_Tugas yang Diminta:_
Lanjutkan teks bacaan tentang tekad menantang diri sendiri untuk bangkit lagi, mulai tepat setelah kalimat terakhir yang ditampilkan.

_Teks Bacaan:_
------------------------------
Monday, 2 February 2015

Challenging Myself


Been wandering way too long. I need to go back.

Sepanjang mataku melihat, perjalanan ini masih begitu jauh dan ... tidak jelas. Tapi aku harus mengambil langkah, sekecil apa pun itu. Karena 1 langkah pun berarti aku tidak diam saja di tempat.
Aku harus bangkit lagi, merengkuh kembali apa yang menjadi gairahku, yang membuatku merasa hidup, yang membuatku tak sabar untuk membuka mata di pagi hari dan menantikan apa yang telah disediakan Tuhan bagiku sepanjang hari itu.

Langkah bayiku dimulai dengan latihan fingering di piano. Bukannya aku bercita-cita ingin jadi pianis atau merasa diriku akan menjadi pemain piano ternama, tapi aku sadar, aku dikaruniai bakat. Memang bukan bakat yang outstanding, tapi I humbly admit, aku cukup cepat menangkap lagu baru dan langsung memainkannya, hanya dengan modal mendengar. Ya, aku harus bertanggung jawab atas talenta ini.

I am a natural pessimist. Ini lumayan memalukan, tapi jujur, aku sering berpikir, apa perlunya berjuang mati-matian, mau jadi ini mau jadi itu, toh nanti kita semua mati juga, dan semua pencapaian kita tidak ikut ke liang kubur. Yeah, so pathetic, I know. Buat apa mengembangkan bakat? Ituuu... udah banyak penulis muda yang bermunculan dengan karya mereka - yang kadang ajaib-ajaib itu - di rak-rak buku Gramedia.
------------------------------
_Daftar Item:_

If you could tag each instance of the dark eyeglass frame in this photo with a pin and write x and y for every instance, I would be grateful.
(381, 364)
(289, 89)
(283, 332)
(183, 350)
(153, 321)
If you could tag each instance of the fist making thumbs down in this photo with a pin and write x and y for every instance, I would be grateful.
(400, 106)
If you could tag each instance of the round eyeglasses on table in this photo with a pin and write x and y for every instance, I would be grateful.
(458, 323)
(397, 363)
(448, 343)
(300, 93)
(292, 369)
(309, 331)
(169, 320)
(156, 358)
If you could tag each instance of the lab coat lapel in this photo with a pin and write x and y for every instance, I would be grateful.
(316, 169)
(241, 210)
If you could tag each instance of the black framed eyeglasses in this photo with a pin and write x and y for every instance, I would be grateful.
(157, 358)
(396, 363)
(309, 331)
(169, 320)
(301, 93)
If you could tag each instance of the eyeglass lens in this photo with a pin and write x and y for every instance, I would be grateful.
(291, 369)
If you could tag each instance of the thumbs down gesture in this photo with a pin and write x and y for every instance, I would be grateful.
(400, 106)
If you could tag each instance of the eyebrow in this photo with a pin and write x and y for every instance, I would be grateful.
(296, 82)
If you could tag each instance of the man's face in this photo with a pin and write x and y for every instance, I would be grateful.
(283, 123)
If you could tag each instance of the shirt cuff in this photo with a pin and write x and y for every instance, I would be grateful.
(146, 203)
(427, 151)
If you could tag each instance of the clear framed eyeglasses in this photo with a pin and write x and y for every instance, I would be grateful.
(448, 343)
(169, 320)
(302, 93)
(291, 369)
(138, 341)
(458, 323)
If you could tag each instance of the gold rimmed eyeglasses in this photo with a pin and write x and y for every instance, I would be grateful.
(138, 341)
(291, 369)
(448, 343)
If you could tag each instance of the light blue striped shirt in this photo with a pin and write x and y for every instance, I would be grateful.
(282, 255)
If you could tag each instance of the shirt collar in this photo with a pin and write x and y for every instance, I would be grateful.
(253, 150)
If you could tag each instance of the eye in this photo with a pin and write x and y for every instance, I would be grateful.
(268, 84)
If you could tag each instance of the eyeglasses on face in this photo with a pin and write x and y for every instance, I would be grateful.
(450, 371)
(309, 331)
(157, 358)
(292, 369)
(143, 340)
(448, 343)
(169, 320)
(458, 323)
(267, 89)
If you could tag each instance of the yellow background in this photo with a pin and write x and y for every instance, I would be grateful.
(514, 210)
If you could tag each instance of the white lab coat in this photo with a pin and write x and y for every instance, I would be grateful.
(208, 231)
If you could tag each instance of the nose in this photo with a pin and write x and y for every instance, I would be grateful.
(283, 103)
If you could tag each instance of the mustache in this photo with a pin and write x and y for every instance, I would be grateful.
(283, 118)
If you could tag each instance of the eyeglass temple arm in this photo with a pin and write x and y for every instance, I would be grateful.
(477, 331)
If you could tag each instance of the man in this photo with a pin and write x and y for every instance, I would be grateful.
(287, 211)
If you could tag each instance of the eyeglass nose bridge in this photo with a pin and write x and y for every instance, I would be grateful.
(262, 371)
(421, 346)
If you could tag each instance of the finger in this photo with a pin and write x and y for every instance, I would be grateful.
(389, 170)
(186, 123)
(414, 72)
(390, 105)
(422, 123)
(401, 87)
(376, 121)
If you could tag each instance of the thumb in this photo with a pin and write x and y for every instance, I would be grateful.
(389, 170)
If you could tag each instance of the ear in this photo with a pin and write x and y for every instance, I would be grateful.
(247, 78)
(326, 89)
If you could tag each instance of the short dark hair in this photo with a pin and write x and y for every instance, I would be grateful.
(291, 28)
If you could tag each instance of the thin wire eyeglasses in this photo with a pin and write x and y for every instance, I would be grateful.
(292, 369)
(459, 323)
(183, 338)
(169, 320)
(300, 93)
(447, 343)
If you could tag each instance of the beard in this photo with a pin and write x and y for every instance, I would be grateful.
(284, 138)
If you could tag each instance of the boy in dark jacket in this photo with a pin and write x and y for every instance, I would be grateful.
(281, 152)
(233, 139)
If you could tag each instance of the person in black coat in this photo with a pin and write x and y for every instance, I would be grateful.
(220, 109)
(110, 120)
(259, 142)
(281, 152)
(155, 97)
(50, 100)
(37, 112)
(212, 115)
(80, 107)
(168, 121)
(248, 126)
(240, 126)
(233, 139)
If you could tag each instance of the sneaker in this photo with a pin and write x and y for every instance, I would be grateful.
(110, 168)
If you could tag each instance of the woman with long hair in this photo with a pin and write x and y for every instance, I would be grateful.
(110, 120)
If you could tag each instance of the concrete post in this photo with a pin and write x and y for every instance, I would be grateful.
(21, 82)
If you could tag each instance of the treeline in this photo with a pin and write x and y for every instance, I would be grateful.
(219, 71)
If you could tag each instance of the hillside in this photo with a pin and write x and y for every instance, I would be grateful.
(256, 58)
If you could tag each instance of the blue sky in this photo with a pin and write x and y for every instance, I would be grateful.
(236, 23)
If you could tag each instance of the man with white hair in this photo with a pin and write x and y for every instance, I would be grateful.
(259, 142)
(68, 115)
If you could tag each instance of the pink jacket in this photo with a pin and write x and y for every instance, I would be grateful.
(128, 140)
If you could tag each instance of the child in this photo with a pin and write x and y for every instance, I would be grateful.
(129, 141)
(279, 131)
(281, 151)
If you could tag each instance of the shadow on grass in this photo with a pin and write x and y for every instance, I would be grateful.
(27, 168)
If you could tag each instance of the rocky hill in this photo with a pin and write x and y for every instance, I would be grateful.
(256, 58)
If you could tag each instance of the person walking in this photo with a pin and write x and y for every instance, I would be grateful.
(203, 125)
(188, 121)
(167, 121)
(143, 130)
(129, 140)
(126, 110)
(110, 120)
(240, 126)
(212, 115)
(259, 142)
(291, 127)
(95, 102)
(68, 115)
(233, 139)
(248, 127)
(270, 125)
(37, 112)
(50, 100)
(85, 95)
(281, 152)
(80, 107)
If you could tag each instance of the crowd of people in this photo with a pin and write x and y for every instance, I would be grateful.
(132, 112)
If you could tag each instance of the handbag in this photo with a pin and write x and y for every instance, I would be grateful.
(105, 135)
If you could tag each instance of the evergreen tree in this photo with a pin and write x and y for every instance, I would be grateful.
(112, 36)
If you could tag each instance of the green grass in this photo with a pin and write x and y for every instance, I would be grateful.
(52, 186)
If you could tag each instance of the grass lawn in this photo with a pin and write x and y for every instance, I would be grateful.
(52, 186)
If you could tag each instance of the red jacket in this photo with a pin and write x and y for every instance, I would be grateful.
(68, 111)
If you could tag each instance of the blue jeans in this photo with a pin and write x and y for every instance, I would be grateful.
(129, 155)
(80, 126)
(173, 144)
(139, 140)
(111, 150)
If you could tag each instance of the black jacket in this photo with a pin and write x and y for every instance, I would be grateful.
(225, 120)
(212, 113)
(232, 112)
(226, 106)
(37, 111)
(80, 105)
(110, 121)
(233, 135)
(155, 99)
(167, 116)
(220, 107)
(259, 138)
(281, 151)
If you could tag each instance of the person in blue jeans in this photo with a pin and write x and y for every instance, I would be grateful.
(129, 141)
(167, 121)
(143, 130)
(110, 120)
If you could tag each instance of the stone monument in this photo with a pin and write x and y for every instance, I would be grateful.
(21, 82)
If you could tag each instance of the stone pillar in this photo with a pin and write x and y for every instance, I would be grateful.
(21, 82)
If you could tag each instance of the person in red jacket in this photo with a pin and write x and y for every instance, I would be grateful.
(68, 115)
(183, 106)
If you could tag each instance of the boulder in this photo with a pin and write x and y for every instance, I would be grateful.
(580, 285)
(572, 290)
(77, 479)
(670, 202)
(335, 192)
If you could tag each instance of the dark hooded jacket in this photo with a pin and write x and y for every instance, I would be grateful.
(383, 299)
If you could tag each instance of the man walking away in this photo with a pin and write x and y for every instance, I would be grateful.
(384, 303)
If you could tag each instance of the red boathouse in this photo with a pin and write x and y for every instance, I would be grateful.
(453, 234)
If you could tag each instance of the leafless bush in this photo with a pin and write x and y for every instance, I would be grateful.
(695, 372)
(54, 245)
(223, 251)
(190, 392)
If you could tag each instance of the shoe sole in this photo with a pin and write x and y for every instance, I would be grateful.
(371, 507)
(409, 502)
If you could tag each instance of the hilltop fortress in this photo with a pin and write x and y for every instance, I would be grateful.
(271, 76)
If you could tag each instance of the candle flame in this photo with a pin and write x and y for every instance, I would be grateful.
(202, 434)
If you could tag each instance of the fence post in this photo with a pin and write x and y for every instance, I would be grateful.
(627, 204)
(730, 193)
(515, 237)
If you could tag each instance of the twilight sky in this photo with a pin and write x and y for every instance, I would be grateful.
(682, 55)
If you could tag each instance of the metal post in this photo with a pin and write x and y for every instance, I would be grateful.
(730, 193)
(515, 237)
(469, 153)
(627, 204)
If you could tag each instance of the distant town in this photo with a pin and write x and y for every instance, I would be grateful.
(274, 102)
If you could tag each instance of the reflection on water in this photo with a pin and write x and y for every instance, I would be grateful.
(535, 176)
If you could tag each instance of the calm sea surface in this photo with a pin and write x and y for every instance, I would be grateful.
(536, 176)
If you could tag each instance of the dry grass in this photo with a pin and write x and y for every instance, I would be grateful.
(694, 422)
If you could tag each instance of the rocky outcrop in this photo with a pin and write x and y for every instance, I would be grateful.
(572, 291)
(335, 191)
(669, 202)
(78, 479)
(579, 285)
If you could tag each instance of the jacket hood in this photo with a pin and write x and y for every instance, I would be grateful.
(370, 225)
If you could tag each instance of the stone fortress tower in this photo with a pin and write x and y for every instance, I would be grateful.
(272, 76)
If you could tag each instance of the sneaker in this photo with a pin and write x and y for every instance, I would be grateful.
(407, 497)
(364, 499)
------------------------------
_Jawaban di Bawah:_
Then I remembered the story of a lord and his servants in the Bible, tepatnya di Matius 25:14-30. Tuan ini memberikan talenta (pecahan mata uang zaman itu) kepada tiga hambanya, masing-masing dalam jumlah yang berbeda - sesuai kesanggupannya, demikian tertulis di Alkitab. Setelah memberikan uang, sang tuan pun pergi ke luar negeri. Hamba yang mendapat 5 dan 3 talenta mengembangkan 'modal' yang mereka miliki, dan berhasil mendapatkan untung 2 kali lipat. Sedangkan yang mendapatkan 1 talenta menguburkannya begitu saja. Setelah sang tuan pulang, tak ayal, si hamba pemalas ini mendapat hukuman yang mengerikan, sedangkan dua hamba yang rajin diberikan hadiah tambahan.

Cerita ini benar-benar membuatku terhenyak. Kisah kuno, sudah kudengar berkali-kali, tapi baru kali ini sungguh nyata menamparku. Aku adalah hamba yang malas itu! Sudah dibekali dengan talenta, tapi tidak mau mengembangkannya, dan malah asyik dengan kehidupan sendiri.

It's my move. Aku harus bergerak, bangkit sekarang.

Langkah bayi keduaku adalah ini; menulis di blog ini, setiap hari, hingga 30 hari ke depan. Whatever it is, however long it is.
YEAH!


Thursday, 8 January 2015

I'm grateful!


Setelah beberapa tahun ini menebak-nebak, semalam gw pun mendapatkan konfirmasi.
Ya, mereka hidup dengan subsidi. Ya, segala kemewahan mereka disubsidi, bukan dari gaji penuh sang suami, tapi dari ayah si istri.
Dan melihat betapa menggebu-gebunya si pembawa berita - yang notabene adalah ibu kandung si suami di atas - agar ayah si istri - alias besannya sendiri - berkenan memberikan piutang untuk keluarga tersebut membeli rumah, gw hampir gak bisa kaget lagi.
Ke mana harga dirinya?
Apakah semata-mata karena uang, maka dia begitu total 'melayani' menantunya itu? Sadarkah dia, selama ini jalan-jalan, makan-makan mahal yang mereka nikmati, sebagian besar (mungkin) berasal dari hasil kerja keras besannya?
Ke mana harga diri suaminya?
Gw yakin betul gajinya tidak mungkin cukup untuk membiayai hidup mereka, plus gaya hidup si istri yang tidak banyak surut sejak 'kejatuhan' mereka beberapa tahun lalu.
Bisakah dia tidur nyenyak setiap hari, dengan kenyataan bahwa hidup mereka masih ditunjang oleh orang tua?
How could they?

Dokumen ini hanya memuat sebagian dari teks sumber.